What is asked: Arrange every line of the rows below into one numbered list, leaving out the blank lines.

Material:
>> Begin

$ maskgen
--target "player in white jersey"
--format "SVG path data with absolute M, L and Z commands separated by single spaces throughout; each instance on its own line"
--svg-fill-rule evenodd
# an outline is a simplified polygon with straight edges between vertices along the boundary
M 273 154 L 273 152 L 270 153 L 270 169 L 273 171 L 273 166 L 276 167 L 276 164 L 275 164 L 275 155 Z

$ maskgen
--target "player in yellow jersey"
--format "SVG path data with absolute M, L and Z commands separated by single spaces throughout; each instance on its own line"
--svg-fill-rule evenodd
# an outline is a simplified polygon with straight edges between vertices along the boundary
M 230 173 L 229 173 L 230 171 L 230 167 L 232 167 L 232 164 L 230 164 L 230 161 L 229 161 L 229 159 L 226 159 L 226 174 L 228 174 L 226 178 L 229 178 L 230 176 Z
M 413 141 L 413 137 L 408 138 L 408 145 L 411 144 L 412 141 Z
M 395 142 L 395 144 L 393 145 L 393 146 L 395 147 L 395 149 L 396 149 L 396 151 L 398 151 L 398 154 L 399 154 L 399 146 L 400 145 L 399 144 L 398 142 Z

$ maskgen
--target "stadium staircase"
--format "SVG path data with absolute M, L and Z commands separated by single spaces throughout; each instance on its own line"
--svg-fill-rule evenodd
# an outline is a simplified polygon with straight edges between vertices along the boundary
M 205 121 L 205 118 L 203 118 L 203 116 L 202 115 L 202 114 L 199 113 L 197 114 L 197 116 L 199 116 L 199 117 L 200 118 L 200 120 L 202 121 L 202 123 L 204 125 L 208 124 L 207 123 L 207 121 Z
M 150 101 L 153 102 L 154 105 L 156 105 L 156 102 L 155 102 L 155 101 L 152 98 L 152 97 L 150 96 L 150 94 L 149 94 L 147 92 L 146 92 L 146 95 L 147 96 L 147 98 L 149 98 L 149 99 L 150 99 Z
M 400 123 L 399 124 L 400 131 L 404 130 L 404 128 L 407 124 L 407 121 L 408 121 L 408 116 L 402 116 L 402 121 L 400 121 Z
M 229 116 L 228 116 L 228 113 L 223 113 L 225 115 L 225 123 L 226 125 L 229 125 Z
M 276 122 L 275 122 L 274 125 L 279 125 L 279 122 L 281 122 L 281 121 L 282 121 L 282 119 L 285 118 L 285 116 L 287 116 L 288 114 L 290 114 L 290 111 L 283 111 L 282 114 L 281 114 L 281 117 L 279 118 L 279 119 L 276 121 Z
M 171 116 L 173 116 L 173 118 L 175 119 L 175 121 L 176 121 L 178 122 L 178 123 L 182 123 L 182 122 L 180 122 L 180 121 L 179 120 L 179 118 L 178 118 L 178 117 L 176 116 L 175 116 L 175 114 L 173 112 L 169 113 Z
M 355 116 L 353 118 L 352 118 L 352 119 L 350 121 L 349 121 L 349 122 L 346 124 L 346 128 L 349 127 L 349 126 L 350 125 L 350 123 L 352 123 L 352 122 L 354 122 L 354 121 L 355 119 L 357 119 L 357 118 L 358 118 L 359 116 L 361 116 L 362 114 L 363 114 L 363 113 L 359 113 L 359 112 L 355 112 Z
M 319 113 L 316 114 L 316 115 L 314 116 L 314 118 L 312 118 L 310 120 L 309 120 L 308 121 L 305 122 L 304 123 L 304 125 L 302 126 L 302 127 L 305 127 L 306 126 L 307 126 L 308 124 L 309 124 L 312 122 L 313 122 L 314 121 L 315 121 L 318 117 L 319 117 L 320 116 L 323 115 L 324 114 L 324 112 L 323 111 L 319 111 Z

>> End

Answer to this task:
1. $ maskgen
2. --target "player in white jersey"
3. --format "SVG path data with absolute M, L and Z commands separated by single spaces throughout; each instance on its own line"
4. --svg-fill-rule evenodd
5. # an outline is a simplified polygon with straight edges between vertices along the boundary
6. M 273 154 L 273 152 L 270 153 L 270 169 L 273 171 L 273 166 L 276 167 L 276 164 L 275 164 L 275 155 Z
7. $ maskgen
8. --target "player in yellow jersey"
9. --format "SVG path data with absolute M, L and Z commands separated by single spaces throughout; each instance on its own line"
10. --svg-fill-rule evenodd
11. # an outline is a simplified polygon with straight edges between vertices along the boundary
12. M 230 173 L 229 173 L 230 171 L 230 167 L 232 167 L 232 164 L 230 164 L 230 161 L 229 161 L 229 159 L 226 159 L 226 174 L 228 174 L 226 178 L 229 178 L 230 176 Z
13. M 413 141 L 413 137 L 408 138 L 408 145 L 411 144 L 412 141 Z
14. M 395 142 L 395 144 L 393 145 L 393 146 L 395 147 L 395 149 L 396 149 L 396 151 L 398 151 L 398 154 L 399 154 L 399 146 L 400 145 L 399 144 L 398 142 Z
15. $ maskgen
16. --target "stadium staircase"
17. --format "SVG path data with absolute M, L and Z commands separated by single spaces throughout; each instance on its own line"
18. --svg-fill-rule evenodd
19. # an outline is a simplified polygon with straight edges between vertices along the boundary
20. M 205 121 L 205 118 L 203 118 L 203 116 L 202 115 L 202 114 L 199 113 L 197 114 L 197 116 L 199 116 L 199 117 L 200 118 L 200 120 L 202 121 L 202 123 L 204 125 L 208 124 L 207 123 L 207 121 Z
21. M 150 101 L 153 102 L 154 105 L 156 105 L 156 102 L 155 102 L 155 101 L 152 98 L 152 97 L 150 96 L 150 94 L 149 94 L 147 92 L 146 92 L 146 95 L 147 96 L 147 98 L 149 98 L 149 99 L 150 99 Z
22. M 400 123 L 399 124 L 400 131 L 404 130 L 404 128 L 407 124 L 407 121 L 408 121 L 408 116 L 402 116 L 402 121 L 400 121 Z
23. M 229 116 L 228 116 L 228 113 L 223 113 L 225 115 L 225 123 L 226 125 L 229 125 Z
24. M 276 122 L 275 122 L 274 125 L 279 125 L 279 122 L 281 122 L 281 121 L 282 121 L 282 119 L 285 118 L 285 116 L 287 116 L 288 114 L 290 114 L 290 111 L 283 111 L 282 114 L 281 114 L 281 117 L 279 118 L 279 119 L 276 121 Z
25. M 171 116 L 173 116 L 173 118 L 175 119 L 175 121 L 176 121 L 178 122 L 178 123 L 182 123 L 182 122 L 180 122 L 180 121 L 179 120 L 179 118 L 178 118 L 178 117 L 176 116 L 175 116 L 175 114 L 173 112 L 169 113 Z
26. M 355 116 L 353 118 L 352 118 L 352 119 L 350 121 L 349 121 L 349 122 L 346 124 L 346 128 L 349 127 L 349 126 L 350 125 L 350 123 L 352 123 L 352 122 L 354 122 L 354 121 L 355 119 L 357 119 L 357 118 L 358 118 L 359 116 L 361 116 L 362 114 L 363 114 L 363 113 L 359 113 L 359 112 L 355 112 Z
27. M 319 113 L 316 114 L 316 115 L 314 116 L 314 118 L 312 118 L 310 120 L 309 120 L 308 121 L 305 122 L 304 123 L 304 125 L 302 126 L 302 127 L 305 127 L 306 126 L 307 126 L 308 124 L 309 124 L 312 122 L 313 122 L 314 121 L 315 121 L 318 117 L 319 117 L 320 116 L 323 115 L 324 114 L 324 112 L 323 111 L 319 111 Z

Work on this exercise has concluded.